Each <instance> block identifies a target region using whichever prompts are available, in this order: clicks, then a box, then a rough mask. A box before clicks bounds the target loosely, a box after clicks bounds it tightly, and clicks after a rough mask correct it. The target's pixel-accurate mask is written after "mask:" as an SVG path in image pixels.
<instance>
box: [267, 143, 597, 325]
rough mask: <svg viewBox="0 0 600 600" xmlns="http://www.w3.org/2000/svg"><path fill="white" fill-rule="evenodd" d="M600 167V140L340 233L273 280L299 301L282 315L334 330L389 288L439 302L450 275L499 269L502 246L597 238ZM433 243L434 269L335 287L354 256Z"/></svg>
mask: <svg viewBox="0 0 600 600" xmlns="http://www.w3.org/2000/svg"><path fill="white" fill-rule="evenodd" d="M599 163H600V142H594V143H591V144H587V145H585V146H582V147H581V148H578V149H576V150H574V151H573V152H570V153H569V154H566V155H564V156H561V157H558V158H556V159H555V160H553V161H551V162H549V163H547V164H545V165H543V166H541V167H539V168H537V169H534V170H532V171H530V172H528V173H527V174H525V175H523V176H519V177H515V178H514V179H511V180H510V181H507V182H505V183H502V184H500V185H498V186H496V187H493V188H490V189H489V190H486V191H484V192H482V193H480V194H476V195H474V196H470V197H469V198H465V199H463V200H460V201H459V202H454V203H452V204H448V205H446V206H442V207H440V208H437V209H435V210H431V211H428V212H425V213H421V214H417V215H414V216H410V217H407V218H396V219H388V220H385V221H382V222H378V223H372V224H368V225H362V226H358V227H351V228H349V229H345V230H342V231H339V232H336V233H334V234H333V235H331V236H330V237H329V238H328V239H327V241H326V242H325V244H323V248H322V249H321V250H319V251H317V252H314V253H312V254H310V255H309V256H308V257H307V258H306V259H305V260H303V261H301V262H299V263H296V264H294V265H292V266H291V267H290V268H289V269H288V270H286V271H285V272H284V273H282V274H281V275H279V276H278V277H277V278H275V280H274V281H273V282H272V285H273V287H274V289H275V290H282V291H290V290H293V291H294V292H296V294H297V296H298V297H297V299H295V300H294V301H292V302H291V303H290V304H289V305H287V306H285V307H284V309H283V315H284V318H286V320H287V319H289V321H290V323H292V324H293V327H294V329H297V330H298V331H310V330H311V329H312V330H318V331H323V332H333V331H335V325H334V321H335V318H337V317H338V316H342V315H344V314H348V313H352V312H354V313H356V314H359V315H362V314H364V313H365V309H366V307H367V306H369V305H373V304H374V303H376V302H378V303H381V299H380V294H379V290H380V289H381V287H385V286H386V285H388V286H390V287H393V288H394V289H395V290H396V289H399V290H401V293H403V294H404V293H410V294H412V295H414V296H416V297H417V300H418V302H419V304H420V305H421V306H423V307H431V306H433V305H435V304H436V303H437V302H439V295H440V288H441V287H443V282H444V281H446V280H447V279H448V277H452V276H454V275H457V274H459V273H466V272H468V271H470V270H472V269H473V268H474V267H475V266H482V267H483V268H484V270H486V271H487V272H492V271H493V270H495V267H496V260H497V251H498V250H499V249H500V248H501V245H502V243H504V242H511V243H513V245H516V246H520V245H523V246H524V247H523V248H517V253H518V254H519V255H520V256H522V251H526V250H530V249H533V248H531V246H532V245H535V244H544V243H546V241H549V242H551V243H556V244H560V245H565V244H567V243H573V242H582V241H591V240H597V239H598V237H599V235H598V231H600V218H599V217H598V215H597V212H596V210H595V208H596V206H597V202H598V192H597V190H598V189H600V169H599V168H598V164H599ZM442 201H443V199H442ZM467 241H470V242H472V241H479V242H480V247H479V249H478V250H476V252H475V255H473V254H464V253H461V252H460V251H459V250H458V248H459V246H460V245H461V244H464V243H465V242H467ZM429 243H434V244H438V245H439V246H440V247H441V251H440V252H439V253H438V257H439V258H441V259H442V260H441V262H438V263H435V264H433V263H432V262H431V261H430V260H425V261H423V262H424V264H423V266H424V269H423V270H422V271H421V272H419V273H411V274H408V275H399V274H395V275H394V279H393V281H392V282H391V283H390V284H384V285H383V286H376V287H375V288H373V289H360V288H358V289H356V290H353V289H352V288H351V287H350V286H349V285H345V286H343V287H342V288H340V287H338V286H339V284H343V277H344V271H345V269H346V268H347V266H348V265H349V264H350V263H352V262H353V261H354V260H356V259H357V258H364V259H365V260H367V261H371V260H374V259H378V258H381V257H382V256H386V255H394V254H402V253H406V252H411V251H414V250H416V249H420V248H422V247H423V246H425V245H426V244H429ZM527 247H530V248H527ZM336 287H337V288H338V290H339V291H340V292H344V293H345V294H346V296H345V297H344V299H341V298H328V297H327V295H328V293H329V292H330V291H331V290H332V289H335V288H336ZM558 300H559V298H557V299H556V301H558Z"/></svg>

::::

When the material above is given again, every line must match it exactly.

Each <instance> block identifies a target region using whichever prompts are available, in this order: clicks, then a box, then a rough mask. A box before clicks bounds the target loosely, a box after clicks bounds it tightly, and clicks after a rough mask correct it. The target's pixel-accurate mask is written after "mask:" as an SVG path in image pixels.
<instance>
box: [267, 143, 597, 325]
rough mask: <svg viewBox="0 0 600 600" xmlns="http://www.w3.org/2000/svg"><path fill="white" fill-rule="evenodd" d="M600 167V140L340 233L273 280L299 301L282 315L334 330L389 288L439 302L450 275L499 269L502 246L597 238ZM433 243L434 269L335 287L354 256Z"/></svg>
mask: <svg viewBox="0 0 600 600" xmlns="http://www.w3.org/2000/svg"><path fill="white" fill-rule="evenodd" d="M599 163H600V142H594V143H591V144H587V145H585V146H582V147H581V148H578V149H576V150H574V151H573V152H570V153H569V154H566V155H564V156H561V157H558V158H556V159H555V160H553V161H551V162H549V163H547V164H545V165H543V166H541V167H539V168H537V169H534V170H532V171H530V172H528V173H527V174H525V175H523V176H519V177H515V178H514V179H511V180H510V181H507V182H505V183H502V184H500V185H498V186H496V187H493V188H490V189H489V190H486V191H484V192H482V193H480V194H476V195H474V196H470V197H469V198H465V199H463V200H460V201H459V202H454V203H452V204H448V205H446V206H442V207H440V208H437V209H435V210H431V211H428V212H425V213H421V214H417V215H414V216H410V217H407V218H396V219H388V220H385V221H382V222H378V223H372V224H368V225H362V226H358V227H351V228H349V229H345V230H342V231H339V232H336V233H334V234H333V235H331V236H330V237H329V238H328V239H327V241H326V242H325V244H323V248H322V249H321V250H319V251H317V252H314V253H312V254H310V255H309V256H308V257H307V258H306V259H305V260H303V261H301V262H299V263H296V264H294V265H292V266H291V267H290V268H289V269H288V270H286V271H285V272H284V273H282V274H281V275H279V276H278V277H277V278H275V280H274V281H273V282H272V285H273V287H274V289H275V290H282V291H290V290H293V291H294V292H296V294H297V296H298V297H297V299H295V300H294V301H292V302H291V303H290V304H289V305H287V306H285V307H284V309H283V315H284V318H286V320H287V319H289V321H290V323H292V324H293V327H294V329H297V330H298V331H310V330H311V329H312V330H318V331H323V332H333V331H335V325H334V321H335V318H337V317H338V316H342V315H344V314H348V313H352V312H354V313H356V314H359V315H362V314H364V313H365V309H366V307H367V306H369V305H373V304H374V303H376V302H378V303H381V299H380V294H379V290H380V289H381V287H385V286H386V285H388V286H390V287H393V288H394V289H395V290H396V289H399V290H401V293H403V294H404V293H410V294H412V295H414V296H416V297H417V300H418V302H419V304H420V305H421V306H423V307H431V306H433V305H435V304H436V303H437V302H439V295H440V288H441V287H443V282H444V281H446V280H447V279H448V277H452V276H454V275H457V274H459V273H466V272H468V271H470V270H472V269H473V268H474V267H475V266H482V267H483V268H484V270H486V271H487V272H492V271H493V270H495V267H496V260H497V251H498V250H499V249H500V248H501V245H502V243H504V242H511V243H513V245H516V246H520V245H523V246H524V247H523V248H517V253H518V254H519V255H520V256H522V251H526V250H530V249H533V248H531V246H532V245H535V244H544V243H546V241H549V242H551V243H556V244H560V245H565V244H567V243H573V242H582V241H591V240H597V239H598V237H599V235H598V231H600V218H599V217H598V215H597V212H596V210H595V208H596V206H597V202H598V192H597V190H598V189H600V169H599V168H598V164H599ZM442 201H443V199H442ZM467 241H470V242H472V241H479V242H480V247H479V249H478V250H476V252H475V255H473V254H464V253H461V252H460V251H459V250H458V248H459V246H460V245H461V244H464V243H465V242H467ZM429 243H434V244H438V245H439V246H440V247H441V251H440V252H439V253H438V257H439V258H441V259H442V260H441V262H438V263H435V264H433V263H432V262H431V261H430V260H425V261H423V262H424V264H423V266H424V269H423V270H422V271H421V272H419V273H411V274H408V275H399V274H395V275H394V279H393V281H392V282H391V283H390V284H384V285H383V286H376V287H375V288H373V289H360V288H358V289H356V290H353V289H352V288H351V287H350V286H349V285H345V286H343V287H342V288H340V287H338V286H339V284H343V277H344V271H345V269H346V268H347V266H348V265H349V264H350V263H352V262H353V261H354V260H356V259H357V258H364V259H365V260H367V261H371V260H374V259H378V258H381V257H382V256H386V255H394V254H402V253H406V252H411V251H414V250H416V249H420V248H422V247H423V246H425V245H426V244H429ZM527 247H530V248H527ZM336 287H337V288H338V290H339V291H340V292H344V293H345V294H346V296H345V297H344V299H341V298H328V297H327V295H328V293H329V292H330V291H331V290H332V289H335V288H336ZM558 300H559V298H557V299H556V301H558Z"/></svg>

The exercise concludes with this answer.